-- Document passage follows --

Old versions

Here you will find previous releases of bUnwarpJ that are no longer supported, however you can find here the source files, user manual (only the relevant features) and documentation:

bUnwarpJ v2.5

In bUnwarpJ v2.5 the main file of the code was stored outside the package "bunwarpj" and all supporting classes had names with the prefix "bUnwarpJ". That was changed for the sake of clarification on version 2.6. There is not much difference for the user, apart from the macro call for input/output options, which was done without the package prefix:

call("bUnwarpJ_.elasticTransformImageMacro", "My_path/A.jpg", "My_path/B.jpg", "My_path/A_direct_transf.txt", "My_path/output.tif");

bUnwarpJ v2.5 files:

API documentation - bUnwarpJ v2.5

The API documentation can be reached online here or downloaded from here:

bUnwarpJ v2.0

In bUnwarpJ v2.0 the main plugin dialog changed in order to allow using ImageJ macro language, along with color image support and many fixed bugs.  The source JAVA code and the class files can be downloaded from here:

bUnwarpJ v2.0 files:

API documentation - bUnwarpJ v2.0

The API documentation can be reached online here or downloaded from here:

Installation - bUnwarpJ v2.0

You must simply download bUnwarpJ_.jar to the Plugins folder of ImageJ, restart ImageJ and there will be a new "Registration > bUnwarpJ" command in the Plugins menu.

To execute bUnwarpJ as a macro or from the command line, see the description in the User Manual.

User manual - bUnwarpJ v2.0

The main differences in the plugin from v1.1 to v2.0 are in the main window (where the advanced options are now included) and the macro call:

Main window

The plugin must be installed as described on Installation (for further information go to ImageJ). Once it is properly installed, the plugin should appear in the main menu under Plugins > Registration > bUnwarpJ. Two images (8, 16, 32-bit grayscale or RGB Color) need to be opened in order to be able to use the plugin. If so, the following window will open:

Main window
Figure 2: Main plugin window (v2.0)

Macro call

Since bUnwarpJ v2.0 the plugin allows using ImageJ macro language to be called. Therefore, the user can launch the plugin from a macro setting all the parameters of the plugin main window, for instance:

run("bUnwarpJ", "source_image=A target_image=B registration=Accurate initial_deformation=[Very Coarse] final_deformation=[Very Fine] divergence_weight=0.1 curl_weight=0.1 landmark_weight=1 image_weight=1 consistency_weight=10 stop_threshold=0.01 verbose save_transformations");

When calling the plugin like this, if the "save_transformations" parameter is set to true, the transformations files will be saved in the following predefined format (not save dialog is shown): source image name + "_direct_transf.txt" and target image name + "_inverse_transf.txt".

-- Document passage concluded --
-- Input data follows --

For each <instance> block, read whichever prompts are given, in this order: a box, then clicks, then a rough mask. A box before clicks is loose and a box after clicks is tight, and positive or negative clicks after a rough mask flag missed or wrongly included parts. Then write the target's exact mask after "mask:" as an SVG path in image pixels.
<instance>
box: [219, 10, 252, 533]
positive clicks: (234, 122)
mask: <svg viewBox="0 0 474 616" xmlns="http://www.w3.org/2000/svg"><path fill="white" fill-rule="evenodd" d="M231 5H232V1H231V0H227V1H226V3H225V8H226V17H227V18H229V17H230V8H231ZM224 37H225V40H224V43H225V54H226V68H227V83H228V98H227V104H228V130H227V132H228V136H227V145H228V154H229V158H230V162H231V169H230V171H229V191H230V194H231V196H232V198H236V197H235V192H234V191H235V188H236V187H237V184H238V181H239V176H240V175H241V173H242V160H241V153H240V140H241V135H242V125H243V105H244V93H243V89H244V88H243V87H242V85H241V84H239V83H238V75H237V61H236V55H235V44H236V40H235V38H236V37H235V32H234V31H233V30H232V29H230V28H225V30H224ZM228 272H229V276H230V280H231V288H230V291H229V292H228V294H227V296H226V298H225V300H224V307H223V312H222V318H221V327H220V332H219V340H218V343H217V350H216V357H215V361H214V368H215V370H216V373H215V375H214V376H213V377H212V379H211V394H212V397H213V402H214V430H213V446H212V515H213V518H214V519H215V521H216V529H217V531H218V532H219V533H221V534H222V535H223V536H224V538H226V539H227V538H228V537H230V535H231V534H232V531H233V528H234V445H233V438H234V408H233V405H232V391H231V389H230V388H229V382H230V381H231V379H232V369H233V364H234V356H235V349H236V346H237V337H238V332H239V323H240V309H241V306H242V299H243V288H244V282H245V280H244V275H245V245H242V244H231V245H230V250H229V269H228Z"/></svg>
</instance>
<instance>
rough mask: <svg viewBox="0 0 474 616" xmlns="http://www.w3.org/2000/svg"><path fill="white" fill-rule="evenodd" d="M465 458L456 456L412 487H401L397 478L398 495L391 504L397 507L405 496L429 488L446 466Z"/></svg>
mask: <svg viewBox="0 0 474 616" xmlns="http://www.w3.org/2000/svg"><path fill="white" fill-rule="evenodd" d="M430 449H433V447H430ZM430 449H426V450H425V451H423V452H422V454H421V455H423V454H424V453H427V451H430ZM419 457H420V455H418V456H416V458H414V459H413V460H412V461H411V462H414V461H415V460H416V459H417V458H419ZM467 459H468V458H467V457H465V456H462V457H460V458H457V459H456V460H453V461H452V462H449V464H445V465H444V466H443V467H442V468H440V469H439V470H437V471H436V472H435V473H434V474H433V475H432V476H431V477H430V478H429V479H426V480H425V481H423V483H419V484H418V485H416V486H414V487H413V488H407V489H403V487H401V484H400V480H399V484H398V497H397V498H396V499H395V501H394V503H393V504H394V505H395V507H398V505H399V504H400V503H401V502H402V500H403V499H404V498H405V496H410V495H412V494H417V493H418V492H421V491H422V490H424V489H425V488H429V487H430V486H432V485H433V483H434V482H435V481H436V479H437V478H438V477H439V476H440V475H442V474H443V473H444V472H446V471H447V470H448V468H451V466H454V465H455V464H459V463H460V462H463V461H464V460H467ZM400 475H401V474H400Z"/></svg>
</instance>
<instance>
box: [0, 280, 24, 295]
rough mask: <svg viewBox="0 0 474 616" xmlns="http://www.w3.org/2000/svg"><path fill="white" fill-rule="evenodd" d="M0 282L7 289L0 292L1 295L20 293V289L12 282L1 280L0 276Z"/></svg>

-- Input data concluded --

- Directive:
According to the bUnwarpJ old-versions page, why was the main plugin dialog changed in bUnwarpJ v2.0? These records are material separate from the bUnwarpJ old-versions page.

- Solution below:
The main plugin dialog was changed in v2.0 so that the plugin could be used with the ImageJ macro language. As a result, a user can launch the plugin from a macro and set all the parameters of the main window.